SUPPLIED ENTRIES:
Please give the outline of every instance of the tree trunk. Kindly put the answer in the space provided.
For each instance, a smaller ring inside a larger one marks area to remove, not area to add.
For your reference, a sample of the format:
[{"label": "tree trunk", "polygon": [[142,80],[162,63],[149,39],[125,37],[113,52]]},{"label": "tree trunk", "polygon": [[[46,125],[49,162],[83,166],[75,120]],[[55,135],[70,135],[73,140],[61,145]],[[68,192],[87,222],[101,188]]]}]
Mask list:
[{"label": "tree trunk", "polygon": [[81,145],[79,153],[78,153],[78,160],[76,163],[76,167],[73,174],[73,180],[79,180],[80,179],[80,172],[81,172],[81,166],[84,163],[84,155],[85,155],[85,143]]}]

YOUR OBJECTIVE: Copy the rows above with "Mask list" replaced by "Outline list" and all other text left unchanged.

RESULT OF THIS EXERCISE:
Please give the outline of every instance of the tree trunk. Kindly put the answer in the space provided.
For each instance, a smaller ring inside a larger one marks area to remove, not area to add.
For your reference, a sample of the format:
[{"label": "tree trunk", "polygon": [[142,80],[162,63],[149,39],[125,37],[113,52]]},{"label": "tree trunk", "polygon": [[[46,125],[49,162],[83,166],[75,120]],[[55,135],[70,135],[73,140],[61,145]],[[68,192],[87,222],[101,188]]]}]
Outline list:
[{"label": "tree trunk", "polygon": [[81,145],[79,153],[78,153],[78,160],[76,163],[76,167],[73,174],[73,180],[79,180],[80,179],[80,172],[81,172],[81,166],[84,163],[84,155],[85,155],[85,143]]}]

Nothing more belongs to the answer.